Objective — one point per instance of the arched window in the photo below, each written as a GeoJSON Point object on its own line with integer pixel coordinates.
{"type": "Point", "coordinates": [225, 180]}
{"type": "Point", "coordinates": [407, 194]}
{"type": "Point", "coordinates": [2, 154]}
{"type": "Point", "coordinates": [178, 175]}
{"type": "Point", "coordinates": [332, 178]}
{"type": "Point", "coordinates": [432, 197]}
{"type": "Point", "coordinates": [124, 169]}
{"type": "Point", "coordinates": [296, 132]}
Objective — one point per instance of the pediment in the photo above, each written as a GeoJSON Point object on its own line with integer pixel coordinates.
::::::::::
• Problem statement
Rewrite the items above, putting "Goal" in place of each "Objective" and leaving everything else unchanged.

• Expected answer
Goal — one point per instance of the arched window in the photo below, each written as a GeoJSON Point object on its own line with integer pixel coordinates.
{"type": "Point", "coordinates": [225, 180]}
{"type": "Point", "coordinates": [407, 194]}
{"type": "Point", "coordinates": [2, 154]}
{"type": "Point", "coordinates": [178, 175]}
{"type": "Point", "coordinates": [332, 178]}
{"type": "Point", "coordinates": [432, 197]}
{"type": "Point", "coordinates": [124, 169]}
{"type": "Point", "coordinates": [296, 132]}
Goal — one point per instance of the pediment in the photo above, each written as a GeoJSON Point object on its own line with integer pixel coordinates.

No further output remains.